[Dataset excerpt]
+--
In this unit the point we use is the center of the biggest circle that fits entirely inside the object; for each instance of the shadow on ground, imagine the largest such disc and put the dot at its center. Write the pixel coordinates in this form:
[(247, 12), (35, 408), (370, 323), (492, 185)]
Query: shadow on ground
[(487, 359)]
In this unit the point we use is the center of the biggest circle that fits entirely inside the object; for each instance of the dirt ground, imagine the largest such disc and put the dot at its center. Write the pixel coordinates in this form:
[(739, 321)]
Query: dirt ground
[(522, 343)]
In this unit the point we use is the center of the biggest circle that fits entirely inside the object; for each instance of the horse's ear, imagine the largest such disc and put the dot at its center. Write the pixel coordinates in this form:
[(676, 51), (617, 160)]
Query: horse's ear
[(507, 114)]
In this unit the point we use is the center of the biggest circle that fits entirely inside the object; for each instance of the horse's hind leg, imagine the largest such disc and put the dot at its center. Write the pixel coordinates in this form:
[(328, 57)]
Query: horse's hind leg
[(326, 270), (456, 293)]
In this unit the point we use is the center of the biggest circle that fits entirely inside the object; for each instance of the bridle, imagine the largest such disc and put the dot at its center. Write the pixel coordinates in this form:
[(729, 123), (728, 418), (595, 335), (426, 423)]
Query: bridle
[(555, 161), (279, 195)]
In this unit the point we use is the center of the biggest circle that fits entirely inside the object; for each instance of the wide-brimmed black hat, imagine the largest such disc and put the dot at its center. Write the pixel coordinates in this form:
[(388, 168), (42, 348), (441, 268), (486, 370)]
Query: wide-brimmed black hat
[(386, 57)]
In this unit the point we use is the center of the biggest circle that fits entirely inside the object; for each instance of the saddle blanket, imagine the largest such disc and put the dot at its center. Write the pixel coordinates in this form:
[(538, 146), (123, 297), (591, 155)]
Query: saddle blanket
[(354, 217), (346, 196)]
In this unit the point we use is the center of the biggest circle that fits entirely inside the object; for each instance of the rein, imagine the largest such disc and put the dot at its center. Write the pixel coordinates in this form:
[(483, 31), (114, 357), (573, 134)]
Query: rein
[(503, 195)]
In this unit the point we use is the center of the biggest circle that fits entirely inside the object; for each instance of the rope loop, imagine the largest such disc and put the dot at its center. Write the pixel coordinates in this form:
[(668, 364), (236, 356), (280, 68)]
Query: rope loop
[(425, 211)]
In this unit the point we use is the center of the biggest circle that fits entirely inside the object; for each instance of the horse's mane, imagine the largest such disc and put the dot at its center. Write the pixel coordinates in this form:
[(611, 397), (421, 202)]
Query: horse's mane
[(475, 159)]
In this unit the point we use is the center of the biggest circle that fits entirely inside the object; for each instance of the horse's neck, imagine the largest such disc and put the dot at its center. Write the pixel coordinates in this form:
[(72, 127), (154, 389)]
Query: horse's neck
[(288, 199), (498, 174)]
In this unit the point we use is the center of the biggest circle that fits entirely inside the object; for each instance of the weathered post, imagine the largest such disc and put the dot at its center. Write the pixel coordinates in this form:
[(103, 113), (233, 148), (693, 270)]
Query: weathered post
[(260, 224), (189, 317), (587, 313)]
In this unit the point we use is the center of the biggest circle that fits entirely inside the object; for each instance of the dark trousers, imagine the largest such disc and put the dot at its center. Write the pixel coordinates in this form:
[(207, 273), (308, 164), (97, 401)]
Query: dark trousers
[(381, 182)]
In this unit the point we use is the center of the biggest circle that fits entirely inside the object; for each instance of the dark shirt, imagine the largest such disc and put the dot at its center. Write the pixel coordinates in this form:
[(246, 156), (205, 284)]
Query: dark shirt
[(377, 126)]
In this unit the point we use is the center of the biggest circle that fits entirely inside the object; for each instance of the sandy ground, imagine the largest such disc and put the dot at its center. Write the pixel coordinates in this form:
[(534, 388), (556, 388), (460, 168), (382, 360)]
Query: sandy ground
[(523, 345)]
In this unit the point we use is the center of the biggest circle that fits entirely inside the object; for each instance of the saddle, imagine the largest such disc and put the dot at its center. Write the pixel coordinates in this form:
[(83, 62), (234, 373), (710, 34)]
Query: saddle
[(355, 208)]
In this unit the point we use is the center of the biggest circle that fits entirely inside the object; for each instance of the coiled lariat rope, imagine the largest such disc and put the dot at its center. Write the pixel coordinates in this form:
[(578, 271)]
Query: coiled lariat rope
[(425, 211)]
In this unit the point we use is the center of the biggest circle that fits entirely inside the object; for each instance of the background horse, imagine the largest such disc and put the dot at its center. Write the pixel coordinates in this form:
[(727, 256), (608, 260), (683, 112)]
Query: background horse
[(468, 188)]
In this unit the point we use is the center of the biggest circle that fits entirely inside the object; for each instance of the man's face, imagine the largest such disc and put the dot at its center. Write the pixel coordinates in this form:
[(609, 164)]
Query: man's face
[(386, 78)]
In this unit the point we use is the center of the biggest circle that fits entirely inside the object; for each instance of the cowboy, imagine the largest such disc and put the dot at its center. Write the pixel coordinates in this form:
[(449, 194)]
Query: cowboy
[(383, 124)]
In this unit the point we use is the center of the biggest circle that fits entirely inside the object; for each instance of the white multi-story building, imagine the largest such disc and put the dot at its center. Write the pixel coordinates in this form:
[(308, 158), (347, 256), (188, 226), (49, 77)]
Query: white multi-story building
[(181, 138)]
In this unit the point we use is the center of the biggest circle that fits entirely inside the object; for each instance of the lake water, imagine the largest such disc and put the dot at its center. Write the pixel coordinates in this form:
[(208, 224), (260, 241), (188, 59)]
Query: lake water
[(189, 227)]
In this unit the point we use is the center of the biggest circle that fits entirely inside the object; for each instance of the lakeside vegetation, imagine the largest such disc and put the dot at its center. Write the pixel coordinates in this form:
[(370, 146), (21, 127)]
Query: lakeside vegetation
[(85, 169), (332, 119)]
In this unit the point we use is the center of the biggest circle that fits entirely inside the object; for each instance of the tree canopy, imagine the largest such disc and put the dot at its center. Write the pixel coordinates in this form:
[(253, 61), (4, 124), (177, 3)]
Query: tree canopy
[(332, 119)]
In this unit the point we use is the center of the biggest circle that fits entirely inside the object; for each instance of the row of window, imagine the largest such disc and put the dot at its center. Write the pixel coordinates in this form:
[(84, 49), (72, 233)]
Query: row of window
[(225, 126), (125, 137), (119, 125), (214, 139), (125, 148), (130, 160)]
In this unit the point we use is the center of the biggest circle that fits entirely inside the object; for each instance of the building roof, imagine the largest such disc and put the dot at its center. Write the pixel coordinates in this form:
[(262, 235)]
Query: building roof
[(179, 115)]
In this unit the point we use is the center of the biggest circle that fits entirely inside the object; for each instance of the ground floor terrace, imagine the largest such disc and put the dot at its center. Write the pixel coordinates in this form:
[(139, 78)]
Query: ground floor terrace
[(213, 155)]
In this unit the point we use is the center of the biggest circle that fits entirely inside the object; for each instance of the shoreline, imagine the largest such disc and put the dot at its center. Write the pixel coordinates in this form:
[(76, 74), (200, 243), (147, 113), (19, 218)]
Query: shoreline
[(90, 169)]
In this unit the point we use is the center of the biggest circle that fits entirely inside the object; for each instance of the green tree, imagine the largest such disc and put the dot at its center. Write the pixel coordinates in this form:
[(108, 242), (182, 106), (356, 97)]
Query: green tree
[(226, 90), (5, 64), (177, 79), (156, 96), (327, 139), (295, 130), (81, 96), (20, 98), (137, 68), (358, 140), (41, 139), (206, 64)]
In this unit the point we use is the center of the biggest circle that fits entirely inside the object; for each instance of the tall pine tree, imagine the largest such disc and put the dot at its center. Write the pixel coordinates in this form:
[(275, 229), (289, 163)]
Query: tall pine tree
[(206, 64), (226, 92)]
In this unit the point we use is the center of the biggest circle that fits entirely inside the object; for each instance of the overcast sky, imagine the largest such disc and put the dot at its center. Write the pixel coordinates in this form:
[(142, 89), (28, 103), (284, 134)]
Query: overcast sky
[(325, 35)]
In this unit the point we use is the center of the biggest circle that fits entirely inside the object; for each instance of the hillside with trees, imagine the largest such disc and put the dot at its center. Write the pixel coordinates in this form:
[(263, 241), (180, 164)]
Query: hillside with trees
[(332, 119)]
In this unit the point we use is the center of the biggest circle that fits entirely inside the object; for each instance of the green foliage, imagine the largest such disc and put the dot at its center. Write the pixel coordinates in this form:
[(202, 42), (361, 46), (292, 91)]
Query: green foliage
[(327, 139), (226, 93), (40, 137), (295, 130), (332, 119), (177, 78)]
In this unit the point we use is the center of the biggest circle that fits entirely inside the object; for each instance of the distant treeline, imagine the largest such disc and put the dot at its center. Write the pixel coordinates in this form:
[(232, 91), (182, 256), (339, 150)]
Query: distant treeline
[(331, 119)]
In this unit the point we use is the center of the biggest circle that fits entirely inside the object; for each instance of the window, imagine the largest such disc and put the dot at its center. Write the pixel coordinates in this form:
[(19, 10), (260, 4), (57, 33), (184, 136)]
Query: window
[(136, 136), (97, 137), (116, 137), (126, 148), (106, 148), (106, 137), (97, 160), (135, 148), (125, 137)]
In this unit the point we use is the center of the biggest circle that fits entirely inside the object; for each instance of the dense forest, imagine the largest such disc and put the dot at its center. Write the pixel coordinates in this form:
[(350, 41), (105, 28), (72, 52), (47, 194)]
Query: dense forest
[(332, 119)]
+--
TASK BRIEF:
Print the lines of the items above again, unchanged, from the line with "the rein, imagine" to the line with "[(483, 31), (114, 357), (573, 134)]", including both of those lines.

RESPONSE:
In this unit the point we use is the center of the biggest circle that fits entirely inside the object; for each instance of the rein, imagine the largest such disc and put the dot at its center. Write the pixel coordinates in this form:
[(483, 31), (114, 357), (573, 134)]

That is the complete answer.